**To be done**
Copy out the entries below word for word, starting with the line that contains "collar. Report pixel corners as JSON arrays." and continuing through the line that contains "[[642, 137, 657, 183], [12, 139, 44, 198]]", with both of those lines included.

**Raw records**

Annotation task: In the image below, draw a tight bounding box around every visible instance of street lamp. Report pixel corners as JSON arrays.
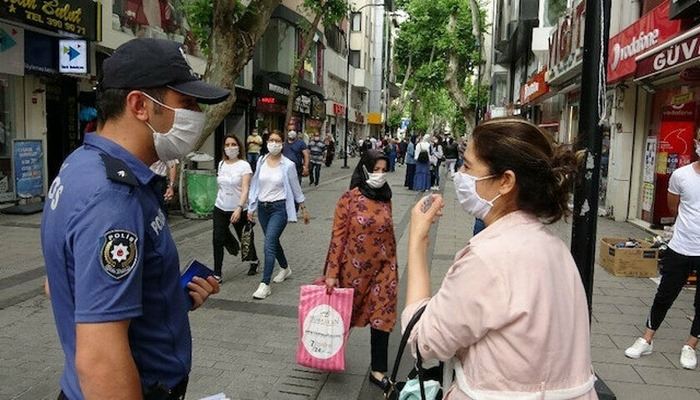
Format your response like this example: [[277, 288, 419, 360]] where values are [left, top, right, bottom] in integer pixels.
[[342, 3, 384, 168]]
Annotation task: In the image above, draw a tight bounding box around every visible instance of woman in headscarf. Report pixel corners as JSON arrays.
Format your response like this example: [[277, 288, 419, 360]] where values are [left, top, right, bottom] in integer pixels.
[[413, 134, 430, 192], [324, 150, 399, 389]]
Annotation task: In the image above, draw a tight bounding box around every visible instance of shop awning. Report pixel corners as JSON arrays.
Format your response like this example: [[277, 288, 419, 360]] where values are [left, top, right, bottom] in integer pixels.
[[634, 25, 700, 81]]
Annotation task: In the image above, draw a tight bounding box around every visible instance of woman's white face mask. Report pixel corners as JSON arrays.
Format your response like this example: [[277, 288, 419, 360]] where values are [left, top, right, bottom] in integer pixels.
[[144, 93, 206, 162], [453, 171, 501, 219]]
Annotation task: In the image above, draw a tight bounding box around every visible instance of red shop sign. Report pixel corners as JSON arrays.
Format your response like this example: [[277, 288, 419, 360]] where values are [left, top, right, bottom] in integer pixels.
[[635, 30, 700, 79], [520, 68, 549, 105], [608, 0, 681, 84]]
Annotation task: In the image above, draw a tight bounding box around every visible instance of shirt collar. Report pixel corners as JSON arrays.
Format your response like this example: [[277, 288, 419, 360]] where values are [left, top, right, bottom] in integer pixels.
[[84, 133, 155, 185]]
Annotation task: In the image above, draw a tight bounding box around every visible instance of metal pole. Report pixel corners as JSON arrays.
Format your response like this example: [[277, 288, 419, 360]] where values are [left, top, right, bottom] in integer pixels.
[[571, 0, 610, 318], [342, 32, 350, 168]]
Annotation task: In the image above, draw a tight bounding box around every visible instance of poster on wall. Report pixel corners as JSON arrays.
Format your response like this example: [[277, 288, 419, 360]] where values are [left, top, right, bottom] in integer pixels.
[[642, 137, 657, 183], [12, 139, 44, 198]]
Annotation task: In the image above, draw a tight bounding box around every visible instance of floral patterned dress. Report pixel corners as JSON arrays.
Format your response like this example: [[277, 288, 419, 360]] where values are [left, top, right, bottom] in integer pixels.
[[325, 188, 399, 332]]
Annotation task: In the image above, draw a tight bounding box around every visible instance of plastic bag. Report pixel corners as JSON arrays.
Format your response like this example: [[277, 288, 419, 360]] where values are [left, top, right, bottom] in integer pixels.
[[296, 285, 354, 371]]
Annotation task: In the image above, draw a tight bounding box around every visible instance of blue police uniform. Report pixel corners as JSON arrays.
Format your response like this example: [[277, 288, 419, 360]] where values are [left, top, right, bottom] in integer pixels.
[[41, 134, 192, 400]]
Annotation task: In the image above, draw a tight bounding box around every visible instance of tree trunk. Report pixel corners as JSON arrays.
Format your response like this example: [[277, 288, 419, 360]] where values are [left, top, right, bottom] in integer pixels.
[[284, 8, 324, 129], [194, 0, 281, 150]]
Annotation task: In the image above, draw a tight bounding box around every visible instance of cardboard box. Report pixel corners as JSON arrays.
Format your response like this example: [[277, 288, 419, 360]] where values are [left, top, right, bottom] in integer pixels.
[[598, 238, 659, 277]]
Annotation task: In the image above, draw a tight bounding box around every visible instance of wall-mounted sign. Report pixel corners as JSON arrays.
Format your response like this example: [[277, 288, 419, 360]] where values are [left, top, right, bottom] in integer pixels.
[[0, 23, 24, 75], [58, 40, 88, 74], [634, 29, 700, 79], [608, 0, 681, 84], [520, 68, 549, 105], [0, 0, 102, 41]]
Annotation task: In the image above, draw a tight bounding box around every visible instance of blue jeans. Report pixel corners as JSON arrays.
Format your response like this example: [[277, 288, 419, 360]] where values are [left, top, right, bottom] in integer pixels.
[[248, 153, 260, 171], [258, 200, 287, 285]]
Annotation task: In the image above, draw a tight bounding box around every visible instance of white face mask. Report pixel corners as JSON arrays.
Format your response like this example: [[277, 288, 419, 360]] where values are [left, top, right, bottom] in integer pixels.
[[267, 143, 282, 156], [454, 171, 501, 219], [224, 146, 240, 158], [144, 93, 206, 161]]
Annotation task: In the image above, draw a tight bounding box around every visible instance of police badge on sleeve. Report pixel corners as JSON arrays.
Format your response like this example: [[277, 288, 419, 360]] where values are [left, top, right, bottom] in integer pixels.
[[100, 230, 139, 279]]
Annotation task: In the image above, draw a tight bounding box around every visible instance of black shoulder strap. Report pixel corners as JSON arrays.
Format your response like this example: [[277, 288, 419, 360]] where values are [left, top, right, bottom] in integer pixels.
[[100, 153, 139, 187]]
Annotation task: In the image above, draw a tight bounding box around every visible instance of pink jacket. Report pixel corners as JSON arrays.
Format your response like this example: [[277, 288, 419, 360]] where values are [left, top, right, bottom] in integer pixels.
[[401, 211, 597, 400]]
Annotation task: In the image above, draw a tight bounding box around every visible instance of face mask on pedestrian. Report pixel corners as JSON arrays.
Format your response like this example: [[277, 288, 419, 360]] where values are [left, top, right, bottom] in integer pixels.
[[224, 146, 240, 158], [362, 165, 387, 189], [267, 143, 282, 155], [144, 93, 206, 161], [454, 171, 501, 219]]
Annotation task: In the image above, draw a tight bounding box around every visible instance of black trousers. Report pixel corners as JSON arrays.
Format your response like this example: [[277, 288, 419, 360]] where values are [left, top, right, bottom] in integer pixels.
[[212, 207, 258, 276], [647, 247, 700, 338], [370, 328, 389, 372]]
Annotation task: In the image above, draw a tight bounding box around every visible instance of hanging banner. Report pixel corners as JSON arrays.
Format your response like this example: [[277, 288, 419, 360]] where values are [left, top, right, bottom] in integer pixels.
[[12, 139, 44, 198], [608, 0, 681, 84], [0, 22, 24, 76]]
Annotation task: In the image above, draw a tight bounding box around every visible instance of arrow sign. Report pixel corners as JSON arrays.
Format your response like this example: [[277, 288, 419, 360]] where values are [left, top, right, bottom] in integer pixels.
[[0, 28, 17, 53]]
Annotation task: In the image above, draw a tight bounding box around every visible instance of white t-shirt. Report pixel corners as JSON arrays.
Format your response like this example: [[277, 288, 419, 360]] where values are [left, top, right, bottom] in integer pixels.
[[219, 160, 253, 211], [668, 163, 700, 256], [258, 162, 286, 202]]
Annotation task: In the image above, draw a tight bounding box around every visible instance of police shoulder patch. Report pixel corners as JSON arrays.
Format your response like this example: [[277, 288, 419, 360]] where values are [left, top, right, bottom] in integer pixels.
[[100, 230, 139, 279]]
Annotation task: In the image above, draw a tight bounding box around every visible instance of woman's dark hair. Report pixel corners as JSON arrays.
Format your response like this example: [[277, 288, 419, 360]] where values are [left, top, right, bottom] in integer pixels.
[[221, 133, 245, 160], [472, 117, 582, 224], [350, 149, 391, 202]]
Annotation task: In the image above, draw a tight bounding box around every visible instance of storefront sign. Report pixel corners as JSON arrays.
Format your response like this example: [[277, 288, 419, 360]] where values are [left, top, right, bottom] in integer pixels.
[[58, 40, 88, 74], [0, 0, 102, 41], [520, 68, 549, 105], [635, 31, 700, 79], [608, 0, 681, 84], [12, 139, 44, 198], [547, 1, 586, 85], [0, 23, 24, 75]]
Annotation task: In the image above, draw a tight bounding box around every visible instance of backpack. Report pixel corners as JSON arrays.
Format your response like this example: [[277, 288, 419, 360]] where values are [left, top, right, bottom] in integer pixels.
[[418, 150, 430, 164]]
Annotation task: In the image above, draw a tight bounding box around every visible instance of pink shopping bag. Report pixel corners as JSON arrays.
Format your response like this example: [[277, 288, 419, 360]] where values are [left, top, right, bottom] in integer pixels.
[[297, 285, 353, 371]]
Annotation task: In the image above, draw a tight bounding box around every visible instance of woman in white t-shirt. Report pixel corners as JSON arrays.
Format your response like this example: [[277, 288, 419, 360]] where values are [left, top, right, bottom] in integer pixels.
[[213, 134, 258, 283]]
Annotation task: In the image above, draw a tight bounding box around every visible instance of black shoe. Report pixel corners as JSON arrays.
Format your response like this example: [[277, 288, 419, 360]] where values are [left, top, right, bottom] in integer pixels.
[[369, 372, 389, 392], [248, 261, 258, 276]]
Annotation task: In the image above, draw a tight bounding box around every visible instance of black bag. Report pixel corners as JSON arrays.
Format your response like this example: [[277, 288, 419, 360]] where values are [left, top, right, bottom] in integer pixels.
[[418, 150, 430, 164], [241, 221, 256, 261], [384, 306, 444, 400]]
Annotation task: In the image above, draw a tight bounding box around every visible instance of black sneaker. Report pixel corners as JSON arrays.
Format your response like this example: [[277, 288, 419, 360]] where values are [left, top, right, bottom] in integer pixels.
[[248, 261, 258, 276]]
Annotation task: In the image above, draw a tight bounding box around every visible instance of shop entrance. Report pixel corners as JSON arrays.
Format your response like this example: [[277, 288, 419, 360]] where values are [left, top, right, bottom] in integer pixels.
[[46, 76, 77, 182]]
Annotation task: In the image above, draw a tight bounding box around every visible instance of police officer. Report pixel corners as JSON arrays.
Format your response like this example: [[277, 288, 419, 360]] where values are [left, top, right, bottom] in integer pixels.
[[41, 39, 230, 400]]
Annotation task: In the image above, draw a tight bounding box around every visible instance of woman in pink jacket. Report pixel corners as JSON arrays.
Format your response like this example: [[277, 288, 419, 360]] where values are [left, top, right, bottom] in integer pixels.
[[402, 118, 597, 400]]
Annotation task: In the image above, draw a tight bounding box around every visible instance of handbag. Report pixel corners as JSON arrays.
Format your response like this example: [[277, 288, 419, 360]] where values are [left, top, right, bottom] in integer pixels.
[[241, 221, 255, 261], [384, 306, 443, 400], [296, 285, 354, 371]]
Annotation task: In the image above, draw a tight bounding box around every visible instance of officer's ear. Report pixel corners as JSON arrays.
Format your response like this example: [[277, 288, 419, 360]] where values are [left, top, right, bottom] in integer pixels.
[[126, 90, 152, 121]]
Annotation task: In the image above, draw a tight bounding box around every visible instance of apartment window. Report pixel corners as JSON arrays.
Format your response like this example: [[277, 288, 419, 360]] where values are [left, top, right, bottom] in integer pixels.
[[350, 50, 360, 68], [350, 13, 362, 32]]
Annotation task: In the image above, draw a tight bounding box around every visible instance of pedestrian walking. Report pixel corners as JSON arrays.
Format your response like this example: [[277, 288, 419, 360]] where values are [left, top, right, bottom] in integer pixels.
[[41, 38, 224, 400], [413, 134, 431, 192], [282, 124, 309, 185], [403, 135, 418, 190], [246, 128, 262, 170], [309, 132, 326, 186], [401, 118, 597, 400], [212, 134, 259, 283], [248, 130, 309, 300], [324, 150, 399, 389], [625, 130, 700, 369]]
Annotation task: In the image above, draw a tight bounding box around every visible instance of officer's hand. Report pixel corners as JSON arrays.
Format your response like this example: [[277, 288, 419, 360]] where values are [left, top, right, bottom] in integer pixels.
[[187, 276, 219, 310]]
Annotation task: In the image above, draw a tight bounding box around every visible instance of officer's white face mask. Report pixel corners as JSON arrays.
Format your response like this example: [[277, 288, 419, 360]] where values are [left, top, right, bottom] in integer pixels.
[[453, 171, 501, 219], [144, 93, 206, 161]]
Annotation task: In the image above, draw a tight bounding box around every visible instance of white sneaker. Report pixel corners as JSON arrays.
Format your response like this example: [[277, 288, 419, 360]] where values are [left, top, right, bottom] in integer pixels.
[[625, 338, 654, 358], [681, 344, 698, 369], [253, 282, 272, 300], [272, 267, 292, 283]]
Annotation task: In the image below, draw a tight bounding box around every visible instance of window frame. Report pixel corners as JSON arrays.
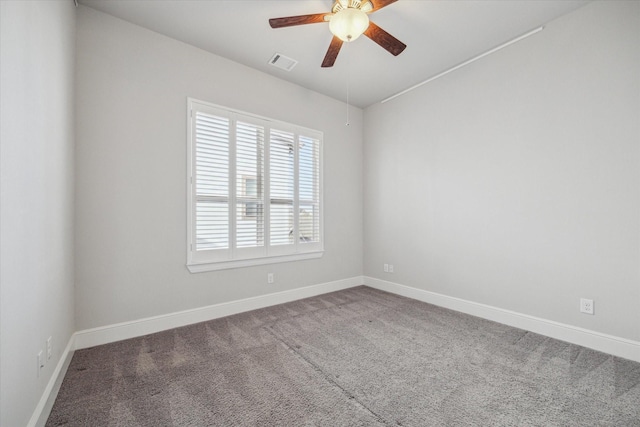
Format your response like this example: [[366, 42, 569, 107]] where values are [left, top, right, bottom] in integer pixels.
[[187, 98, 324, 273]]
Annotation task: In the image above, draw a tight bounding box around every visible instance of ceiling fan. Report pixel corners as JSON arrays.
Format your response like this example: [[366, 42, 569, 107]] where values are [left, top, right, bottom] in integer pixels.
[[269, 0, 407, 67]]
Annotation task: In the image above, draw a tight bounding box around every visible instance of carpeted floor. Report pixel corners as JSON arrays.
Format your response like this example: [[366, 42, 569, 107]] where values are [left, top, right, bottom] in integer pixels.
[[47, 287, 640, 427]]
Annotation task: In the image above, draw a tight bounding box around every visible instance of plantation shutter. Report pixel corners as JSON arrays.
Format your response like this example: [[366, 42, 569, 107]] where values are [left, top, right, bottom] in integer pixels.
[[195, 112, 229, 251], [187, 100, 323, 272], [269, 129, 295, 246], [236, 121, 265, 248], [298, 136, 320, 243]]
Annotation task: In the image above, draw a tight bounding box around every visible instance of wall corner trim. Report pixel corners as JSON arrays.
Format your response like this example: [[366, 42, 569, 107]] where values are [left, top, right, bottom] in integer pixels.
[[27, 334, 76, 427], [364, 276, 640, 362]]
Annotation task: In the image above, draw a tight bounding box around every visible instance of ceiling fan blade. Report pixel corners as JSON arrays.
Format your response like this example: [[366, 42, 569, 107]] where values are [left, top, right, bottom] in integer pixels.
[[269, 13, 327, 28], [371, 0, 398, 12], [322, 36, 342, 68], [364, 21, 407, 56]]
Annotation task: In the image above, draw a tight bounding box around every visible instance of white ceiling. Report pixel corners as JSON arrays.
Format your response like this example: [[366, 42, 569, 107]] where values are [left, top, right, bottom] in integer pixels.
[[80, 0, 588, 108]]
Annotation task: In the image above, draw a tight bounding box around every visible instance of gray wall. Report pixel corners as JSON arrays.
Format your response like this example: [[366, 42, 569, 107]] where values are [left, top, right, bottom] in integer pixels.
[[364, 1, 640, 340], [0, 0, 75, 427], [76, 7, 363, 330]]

**Exercise answer**
Annotation task: In the image above, draw a tight bounding box around every visible instance of shirt collar. Report pixel corners as JSON arrays.
Format your response like this example: [[277, 288, 419, 360]] where values are [left, top, right, bottom] in integer pixels.
[[84, 133, 155, 185]]
Annotation task: In the image above, draw a tight bounding box around every visible instance of metal pole. Report pixel corners as JSON arrays.
Format your response like this example: [[277, 288, 419, 360]] where values are [left, top, right, bottom] in integer pixels.
[[571, 0, 610, 318], [342, 32, 350, 168]]
Annotation task: In the image above, draw a tight bounding box around every visible instance of poster on wall. Report pixel corners as JSON arrays.
Format your response like this example: [[277, 288, 419, 360]] where values are [left, top, right, bottom] in integer pixels.
[[642, 137, 657, 183], [12, 139, 44, 198]]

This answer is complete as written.